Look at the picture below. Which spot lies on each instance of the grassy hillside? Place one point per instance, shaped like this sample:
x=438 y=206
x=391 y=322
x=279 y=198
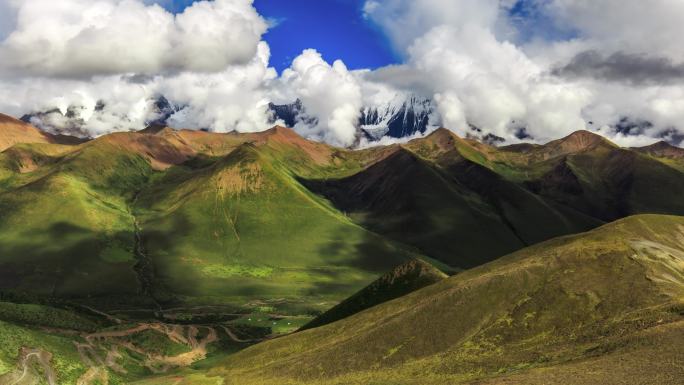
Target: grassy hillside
x=434 y=195
x=243 y=229
x=403 y=279
x=608 y=296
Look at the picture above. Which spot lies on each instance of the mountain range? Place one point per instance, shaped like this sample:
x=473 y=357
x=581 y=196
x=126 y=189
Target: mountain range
x=152 y=250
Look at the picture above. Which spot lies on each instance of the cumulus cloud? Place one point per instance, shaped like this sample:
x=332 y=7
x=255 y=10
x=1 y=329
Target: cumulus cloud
x=84 y=38
x=107 y=61
x=330 y=94
x=623 y=67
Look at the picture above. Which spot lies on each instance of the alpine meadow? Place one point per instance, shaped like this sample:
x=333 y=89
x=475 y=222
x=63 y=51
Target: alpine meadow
x=341 y=192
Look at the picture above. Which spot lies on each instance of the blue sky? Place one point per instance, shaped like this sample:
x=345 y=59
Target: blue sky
x=336 y=28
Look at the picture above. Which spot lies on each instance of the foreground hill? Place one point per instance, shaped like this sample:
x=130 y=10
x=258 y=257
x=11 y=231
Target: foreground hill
x=600 y=307
x=169 y=218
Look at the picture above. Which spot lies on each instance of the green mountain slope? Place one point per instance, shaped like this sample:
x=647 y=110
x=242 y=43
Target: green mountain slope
x=403 y=279
x=243 y=228
x=433 y=196
x=610 y=294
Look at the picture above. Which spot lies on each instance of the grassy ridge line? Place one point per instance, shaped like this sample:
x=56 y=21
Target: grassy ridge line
x=571 y=299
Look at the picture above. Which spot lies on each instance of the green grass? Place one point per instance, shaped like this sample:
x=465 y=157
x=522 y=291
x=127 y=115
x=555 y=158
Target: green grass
x=39 y=315
x=226 y=231
x=542 y=307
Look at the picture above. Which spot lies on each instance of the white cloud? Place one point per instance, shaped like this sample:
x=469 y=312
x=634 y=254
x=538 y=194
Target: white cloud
x=330 y=93
x=83 y=38
x=460 y=53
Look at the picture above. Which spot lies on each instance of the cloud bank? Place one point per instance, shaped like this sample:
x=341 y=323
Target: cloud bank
x=107 y=61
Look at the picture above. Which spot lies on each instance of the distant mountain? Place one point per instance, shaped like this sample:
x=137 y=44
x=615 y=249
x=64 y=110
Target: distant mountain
x=266 y=230
x=76 y=119
x=399 y=118
x=662 y=149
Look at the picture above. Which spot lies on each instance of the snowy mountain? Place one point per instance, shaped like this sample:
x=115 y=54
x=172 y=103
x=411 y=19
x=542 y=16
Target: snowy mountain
x=82 y=121
x=399 y=118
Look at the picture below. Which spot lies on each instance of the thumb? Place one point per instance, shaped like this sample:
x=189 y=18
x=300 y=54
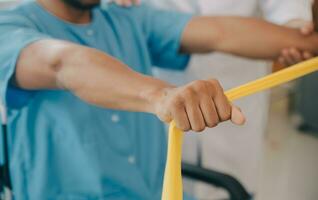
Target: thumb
x=237 y=117
x=307 y=29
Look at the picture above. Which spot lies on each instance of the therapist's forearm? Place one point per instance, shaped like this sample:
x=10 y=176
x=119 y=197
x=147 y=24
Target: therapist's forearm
x=241 y=36
x=99 y=79
x=104 y=81
x=93 y=76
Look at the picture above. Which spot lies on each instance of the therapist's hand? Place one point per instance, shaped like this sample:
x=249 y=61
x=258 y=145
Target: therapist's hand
x=196 y=106
x=290 y=56
x=127 y=2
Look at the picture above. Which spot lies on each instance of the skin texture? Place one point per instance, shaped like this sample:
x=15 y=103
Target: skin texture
x=288 y=56
x=100 y=79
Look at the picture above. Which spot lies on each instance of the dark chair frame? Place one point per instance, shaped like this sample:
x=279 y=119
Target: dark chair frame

....

Can you reproduce the lines from the very first one above down to and including the line with "x=169 y=218", leaving the pictures out?

Worked solution:
Look at the picture below. Which spot lies on each instance of the grassy hillside? Place one point per instance, shaped like this sample:
x=438 y=206
x=391 y=322
x=279 y=198
Target: grassy hillside
x=434 y=195
x=243 y=229
x=403 y=279
x=608 y=296
Look at the picture above. Which spot lies on each instance of the mountain range? Place one point per instance, shaped like this sample:
x=473 y=357
x=581 y=196
x=126 y=189
Target: mountain range
x=152 y=250
Look at the picture above. Which spot lies on each instance of the cumulus cloud? Place one point per instance, shaped like this sample:
x=332 y=7
x=255 y=10
x=1 y=329
Target: cumulus cloud
x=84 y=38
x=107 y=61
x=330 y=94
x=623 y=67
Look at the picture above. Which spot lies on each instance of the alpine meadow? Place one point per instance, shaped like this sample:
x=333 y=89
x=475 y=222
x=63 y=51
Target: alpine meadow
x=341 y=192
Look at the picture above. Which spot lies on each instance of the blue sky? Place one point per instance, shaped like this sample:
x=345 y=59
Target: blue sky
x=336 y=28
Look at the picture above. Which spot lies on each instance of the foreground hill? Place one point per instance, shaped like this sample:
x=130 y=10
x=258 y=257
x=11 y=231
Target: foreground hill
x=600 y=307
x=169 y=218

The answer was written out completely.